§ **Source passage**:
Read the file with Read tool. Stale files (>7 days) are auto-cleaned on next run.

Use --output - for classic streaming to stdout (JSON summary goes to stderr).

Agent Usage: Background & Async Patterns

Quick queries (~$0.02) — run foreground

Fast enough to run synchronously. Stdout contains JSON with file path:

bash

bun llm "question"
# stdout = JSON with "file" key — Read the file

Deep research (~$2-5) — run in background, wait with TaskOutput

Deep research takes 2-15 minutes. Never poll output files manually (sleep + read loops waste turns). Use the Task tool with run_in_background=true, then TaskOutput with block=true:

code

# Step 1: Launch background task
Task(subagent_type="Bash", run_in_background=true,
     prompt='bun llm --deep -y "topic"')
→ Returns task_id

# Step 2: Do other work while it runs...

# Step 3: Block-wait for completion (up to 10 min)
TaskOutput(task_id=<id>, block=true, timeout=600000)
# stdout contains JSON with file path — Read it

Anti-pattern — do NOT do this:

code

# BAD: Manual polling wastes 5+ turns on sleep/read cycles
Bash("sleep 30 && wc -l /tmp/output")
Read("/tmp/output")

§ **Given records**:

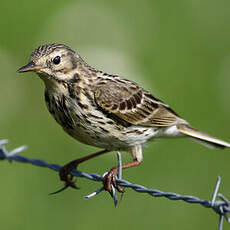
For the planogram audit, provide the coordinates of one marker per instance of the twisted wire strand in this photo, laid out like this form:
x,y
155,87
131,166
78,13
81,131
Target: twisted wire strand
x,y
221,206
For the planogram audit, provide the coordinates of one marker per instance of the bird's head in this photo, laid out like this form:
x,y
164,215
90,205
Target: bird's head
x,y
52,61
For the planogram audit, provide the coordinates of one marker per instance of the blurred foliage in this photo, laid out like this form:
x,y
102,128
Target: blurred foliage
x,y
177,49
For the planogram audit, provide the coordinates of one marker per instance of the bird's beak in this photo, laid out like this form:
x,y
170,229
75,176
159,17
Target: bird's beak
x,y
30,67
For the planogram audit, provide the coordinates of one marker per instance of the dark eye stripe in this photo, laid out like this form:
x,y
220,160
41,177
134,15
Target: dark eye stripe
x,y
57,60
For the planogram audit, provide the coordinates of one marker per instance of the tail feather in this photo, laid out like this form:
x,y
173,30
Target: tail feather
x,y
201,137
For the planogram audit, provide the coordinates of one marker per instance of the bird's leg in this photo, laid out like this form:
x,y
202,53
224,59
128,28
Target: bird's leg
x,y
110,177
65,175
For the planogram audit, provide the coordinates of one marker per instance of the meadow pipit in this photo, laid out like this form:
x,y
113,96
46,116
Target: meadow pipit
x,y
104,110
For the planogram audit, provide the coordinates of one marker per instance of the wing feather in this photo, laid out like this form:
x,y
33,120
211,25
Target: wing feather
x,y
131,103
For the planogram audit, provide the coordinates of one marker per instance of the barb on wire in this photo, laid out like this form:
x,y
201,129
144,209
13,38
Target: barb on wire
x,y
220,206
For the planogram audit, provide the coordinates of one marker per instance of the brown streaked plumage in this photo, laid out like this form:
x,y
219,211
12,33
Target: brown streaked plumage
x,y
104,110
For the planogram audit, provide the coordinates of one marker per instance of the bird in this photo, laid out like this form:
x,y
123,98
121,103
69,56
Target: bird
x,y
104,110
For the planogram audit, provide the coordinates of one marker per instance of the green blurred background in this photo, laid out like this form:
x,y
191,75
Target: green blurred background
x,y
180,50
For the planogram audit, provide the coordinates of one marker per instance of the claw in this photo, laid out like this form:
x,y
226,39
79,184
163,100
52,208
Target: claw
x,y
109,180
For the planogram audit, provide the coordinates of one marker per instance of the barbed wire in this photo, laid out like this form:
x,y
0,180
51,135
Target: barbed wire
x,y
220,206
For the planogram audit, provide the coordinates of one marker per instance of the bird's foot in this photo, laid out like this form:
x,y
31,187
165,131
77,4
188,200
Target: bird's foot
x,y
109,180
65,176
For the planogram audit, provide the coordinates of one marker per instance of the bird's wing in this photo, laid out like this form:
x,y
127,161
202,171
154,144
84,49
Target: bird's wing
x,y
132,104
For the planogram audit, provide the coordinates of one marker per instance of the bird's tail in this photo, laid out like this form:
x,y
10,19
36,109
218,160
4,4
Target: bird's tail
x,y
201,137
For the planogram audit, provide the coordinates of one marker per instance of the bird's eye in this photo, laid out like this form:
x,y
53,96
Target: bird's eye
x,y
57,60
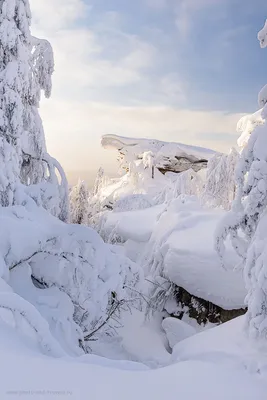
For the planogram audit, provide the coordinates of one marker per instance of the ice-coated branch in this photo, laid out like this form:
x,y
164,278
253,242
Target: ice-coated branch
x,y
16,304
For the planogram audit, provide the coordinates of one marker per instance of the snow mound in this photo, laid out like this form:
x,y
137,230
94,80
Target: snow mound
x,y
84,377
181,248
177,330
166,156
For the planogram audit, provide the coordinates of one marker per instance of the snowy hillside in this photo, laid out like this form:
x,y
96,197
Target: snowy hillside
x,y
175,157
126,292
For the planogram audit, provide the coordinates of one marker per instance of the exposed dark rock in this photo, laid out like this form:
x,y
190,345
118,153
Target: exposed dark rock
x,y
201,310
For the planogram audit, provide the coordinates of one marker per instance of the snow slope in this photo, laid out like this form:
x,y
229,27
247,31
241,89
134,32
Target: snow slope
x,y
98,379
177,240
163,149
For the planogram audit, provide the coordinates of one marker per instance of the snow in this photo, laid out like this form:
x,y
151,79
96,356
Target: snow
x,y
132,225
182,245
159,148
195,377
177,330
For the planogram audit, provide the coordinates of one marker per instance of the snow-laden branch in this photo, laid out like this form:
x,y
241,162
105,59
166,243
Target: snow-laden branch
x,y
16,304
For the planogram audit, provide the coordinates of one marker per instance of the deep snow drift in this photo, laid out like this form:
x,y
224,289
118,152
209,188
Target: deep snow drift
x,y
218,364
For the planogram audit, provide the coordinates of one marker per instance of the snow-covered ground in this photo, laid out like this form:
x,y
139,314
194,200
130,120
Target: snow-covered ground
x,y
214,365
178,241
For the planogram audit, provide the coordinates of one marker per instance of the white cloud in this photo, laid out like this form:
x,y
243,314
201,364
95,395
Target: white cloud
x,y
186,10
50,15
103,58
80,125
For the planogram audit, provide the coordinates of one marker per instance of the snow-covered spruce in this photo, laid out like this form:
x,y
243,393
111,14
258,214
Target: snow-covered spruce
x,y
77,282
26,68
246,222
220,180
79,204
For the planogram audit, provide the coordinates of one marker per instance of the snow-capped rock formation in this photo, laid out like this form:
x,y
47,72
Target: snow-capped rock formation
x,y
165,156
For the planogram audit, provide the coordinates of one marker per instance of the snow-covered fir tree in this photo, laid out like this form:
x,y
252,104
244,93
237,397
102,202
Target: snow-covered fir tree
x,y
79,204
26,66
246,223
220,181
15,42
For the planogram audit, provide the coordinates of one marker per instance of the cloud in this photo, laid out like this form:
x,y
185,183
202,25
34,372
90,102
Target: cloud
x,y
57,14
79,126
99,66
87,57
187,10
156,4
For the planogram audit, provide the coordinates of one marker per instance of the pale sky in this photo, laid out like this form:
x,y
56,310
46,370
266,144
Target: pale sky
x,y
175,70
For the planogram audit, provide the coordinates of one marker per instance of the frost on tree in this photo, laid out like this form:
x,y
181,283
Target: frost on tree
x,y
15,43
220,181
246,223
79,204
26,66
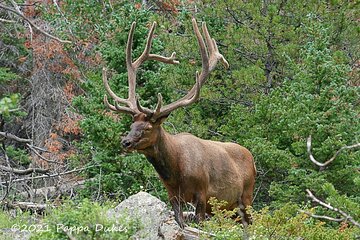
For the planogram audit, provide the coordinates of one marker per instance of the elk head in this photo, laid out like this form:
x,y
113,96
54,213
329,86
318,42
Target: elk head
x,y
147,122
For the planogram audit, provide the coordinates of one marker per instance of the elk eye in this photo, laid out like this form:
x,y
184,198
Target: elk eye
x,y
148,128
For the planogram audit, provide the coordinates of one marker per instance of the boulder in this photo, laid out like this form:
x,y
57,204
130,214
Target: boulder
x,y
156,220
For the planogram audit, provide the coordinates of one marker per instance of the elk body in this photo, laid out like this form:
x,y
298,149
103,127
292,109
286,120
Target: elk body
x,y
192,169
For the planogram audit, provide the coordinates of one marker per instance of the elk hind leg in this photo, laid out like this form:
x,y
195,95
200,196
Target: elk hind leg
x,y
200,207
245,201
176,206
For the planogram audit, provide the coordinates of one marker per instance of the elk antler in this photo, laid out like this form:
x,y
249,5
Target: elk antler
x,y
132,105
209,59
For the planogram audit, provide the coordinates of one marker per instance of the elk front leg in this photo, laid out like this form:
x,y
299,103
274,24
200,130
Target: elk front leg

§ **Exercise 1**: According to the usage notes for the llm command, how long does deep research take?
§ **Exercise 2**: Carry on the usage notes for the llm command from the point where they stop.

§ **Exercise result 1**: Two to fifteen minutes.

§ **Exercise result 2**:
Bash("sleep 30 && wc -l /tmp/output")  # still not done...

Debate (~$1-3) — run foreground or background

Similar to deep research timing-wise. Use the same TaskOutput pattern for background execution.

Recovery

bash

bun llm recover              # List incomplete responses
bun llm recover <id>         # Retrieve by ID from OpenAI
bun llm partials --clean     # Clean up old partial files

Environment Variables

bash

export OPENAI_API_KEY="sk-..."
export ANTHROPIC_API_KEY="sk-ant-..."
export GOOGLE_GENERATIVE_AI_API_KEY="..."
export XAI_API_KEY="..."
export PERPLEXITY_API_KEY="pplx-..."

Trigger Phrases

•"ask another model"
•"get a second opinion"
•"research this topic"
•"what do other models think"
•"deep research"
•"multi-model query"